- MATERIAL TO PROCESS
──────────────────────────────
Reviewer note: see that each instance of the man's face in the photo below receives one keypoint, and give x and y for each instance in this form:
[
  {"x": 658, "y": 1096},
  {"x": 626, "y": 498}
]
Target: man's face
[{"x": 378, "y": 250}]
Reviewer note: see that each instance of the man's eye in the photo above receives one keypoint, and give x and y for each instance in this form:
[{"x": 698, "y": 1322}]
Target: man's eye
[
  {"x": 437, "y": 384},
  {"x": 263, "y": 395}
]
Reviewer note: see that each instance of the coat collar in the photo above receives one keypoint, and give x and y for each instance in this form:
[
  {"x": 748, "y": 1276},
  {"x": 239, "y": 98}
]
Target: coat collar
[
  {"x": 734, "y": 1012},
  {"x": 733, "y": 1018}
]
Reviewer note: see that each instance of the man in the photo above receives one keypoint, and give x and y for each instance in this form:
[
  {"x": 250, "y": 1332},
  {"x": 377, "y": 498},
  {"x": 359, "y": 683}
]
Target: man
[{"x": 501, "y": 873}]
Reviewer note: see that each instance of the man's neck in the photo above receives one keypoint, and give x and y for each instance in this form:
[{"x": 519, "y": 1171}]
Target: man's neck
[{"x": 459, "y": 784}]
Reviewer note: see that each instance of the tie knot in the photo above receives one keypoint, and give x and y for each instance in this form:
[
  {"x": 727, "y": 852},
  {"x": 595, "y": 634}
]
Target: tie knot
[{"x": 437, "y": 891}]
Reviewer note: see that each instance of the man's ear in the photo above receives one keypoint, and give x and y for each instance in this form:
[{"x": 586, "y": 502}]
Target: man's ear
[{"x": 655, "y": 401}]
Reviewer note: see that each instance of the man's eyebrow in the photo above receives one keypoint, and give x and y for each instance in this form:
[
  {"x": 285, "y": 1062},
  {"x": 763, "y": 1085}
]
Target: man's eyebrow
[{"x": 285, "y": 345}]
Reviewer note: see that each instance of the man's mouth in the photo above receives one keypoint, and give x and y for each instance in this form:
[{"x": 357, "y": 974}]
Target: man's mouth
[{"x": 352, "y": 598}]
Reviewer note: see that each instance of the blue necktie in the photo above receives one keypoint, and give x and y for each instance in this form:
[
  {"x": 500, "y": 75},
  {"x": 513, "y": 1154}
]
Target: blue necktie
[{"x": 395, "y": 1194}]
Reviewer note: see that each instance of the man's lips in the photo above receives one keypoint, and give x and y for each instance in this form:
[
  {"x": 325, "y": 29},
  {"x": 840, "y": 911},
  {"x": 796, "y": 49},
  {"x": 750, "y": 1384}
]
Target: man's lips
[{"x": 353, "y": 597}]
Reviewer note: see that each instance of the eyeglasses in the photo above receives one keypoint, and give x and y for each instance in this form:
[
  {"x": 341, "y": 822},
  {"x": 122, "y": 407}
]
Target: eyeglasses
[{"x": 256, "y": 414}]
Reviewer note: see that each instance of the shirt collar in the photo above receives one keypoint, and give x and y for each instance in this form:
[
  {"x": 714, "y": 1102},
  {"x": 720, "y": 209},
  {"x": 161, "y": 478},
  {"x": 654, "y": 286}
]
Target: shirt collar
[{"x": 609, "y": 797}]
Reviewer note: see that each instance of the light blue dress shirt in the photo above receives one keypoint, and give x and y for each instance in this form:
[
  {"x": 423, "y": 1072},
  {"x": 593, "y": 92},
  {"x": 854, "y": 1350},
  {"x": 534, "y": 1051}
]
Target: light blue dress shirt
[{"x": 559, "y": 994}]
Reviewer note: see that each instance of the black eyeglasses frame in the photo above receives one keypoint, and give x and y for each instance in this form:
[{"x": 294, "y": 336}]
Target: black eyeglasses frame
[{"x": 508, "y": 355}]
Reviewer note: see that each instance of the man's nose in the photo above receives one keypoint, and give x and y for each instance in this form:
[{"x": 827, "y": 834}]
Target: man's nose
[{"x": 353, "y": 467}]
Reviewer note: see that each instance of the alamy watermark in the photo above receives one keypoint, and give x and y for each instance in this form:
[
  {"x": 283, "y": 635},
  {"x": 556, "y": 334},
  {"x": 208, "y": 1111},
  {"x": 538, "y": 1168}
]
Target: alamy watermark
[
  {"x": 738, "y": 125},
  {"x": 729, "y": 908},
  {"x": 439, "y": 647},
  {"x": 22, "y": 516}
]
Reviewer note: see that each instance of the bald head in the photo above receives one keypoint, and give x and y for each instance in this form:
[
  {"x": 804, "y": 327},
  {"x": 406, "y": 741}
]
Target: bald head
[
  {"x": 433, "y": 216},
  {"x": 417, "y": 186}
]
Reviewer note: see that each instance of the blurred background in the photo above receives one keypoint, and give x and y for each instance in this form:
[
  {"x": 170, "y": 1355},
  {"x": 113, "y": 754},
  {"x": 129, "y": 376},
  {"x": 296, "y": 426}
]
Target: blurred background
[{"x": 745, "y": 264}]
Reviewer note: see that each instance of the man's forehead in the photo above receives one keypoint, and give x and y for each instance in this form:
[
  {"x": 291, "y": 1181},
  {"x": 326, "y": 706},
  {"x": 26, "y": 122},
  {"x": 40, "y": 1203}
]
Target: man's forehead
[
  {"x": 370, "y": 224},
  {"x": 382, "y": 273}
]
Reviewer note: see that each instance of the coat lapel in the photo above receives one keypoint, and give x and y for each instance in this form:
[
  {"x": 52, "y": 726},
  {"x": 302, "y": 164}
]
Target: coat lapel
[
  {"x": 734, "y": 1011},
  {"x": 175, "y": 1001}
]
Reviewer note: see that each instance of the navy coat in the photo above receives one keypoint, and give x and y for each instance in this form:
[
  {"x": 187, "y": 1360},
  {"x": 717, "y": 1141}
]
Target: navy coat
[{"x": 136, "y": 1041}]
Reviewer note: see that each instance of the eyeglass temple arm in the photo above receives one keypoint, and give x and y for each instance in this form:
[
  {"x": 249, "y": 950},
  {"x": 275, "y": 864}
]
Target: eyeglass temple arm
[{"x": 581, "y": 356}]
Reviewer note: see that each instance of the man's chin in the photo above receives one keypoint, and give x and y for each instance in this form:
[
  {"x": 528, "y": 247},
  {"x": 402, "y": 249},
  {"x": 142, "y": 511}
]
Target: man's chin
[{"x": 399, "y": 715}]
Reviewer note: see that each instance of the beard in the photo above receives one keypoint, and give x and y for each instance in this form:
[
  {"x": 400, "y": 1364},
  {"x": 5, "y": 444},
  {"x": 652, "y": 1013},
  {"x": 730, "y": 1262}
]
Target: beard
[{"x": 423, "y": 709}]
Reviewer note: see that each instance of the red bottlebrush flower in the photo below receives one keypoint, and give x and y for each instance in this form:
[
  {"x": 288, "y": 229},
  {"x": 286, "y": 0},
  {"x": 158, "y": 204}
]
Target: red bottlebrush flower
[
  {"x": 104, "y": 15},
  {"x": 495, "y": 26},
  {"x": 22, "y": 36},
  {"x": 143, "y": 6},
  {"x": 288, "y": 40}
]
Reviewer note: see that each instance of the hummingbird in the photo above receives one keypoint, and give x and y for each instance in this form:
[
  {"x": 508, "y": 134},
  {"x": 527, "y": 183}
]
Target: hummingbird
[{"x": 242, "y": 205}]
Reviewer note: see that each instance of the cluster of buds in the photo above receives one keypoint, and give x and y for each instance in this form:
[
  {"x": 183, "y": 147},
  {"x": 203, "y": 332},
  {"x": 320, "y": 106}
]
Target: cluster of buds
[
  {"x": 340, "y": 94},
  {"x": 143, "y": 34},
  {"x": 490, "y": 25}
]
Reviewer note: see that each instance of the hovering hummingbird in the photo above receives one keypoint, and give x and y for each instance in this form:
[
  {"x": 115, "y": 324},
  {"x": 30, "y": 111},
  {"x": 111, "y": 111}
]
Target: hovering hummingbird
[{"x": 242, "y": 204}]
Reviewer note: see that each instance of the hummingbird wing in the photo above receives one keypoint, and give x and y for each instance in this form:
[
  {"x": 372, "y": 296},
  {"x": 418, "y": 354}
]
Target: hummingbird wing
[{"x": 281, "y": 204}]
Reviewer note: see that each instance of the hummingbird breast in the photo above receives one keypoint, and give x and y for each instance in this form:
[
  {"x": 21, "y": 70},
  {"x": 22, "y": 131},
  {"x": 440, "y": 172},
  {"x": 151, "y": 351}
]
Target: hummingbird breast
──────────────────────────────
- WHAT IS EXPECTED
Across the listing above, find all lines where the word "below" is present and copy them.

- THE COMPLETED TASK
Reviewer note: see that each instance of the man's face in the photo below receives one keypoint, and give x and y for each instance in this form:
Reviewer note: see that each instance of the red bottlebrush flower in the photo below receives one keypoint, and give x and y for each instance in this form:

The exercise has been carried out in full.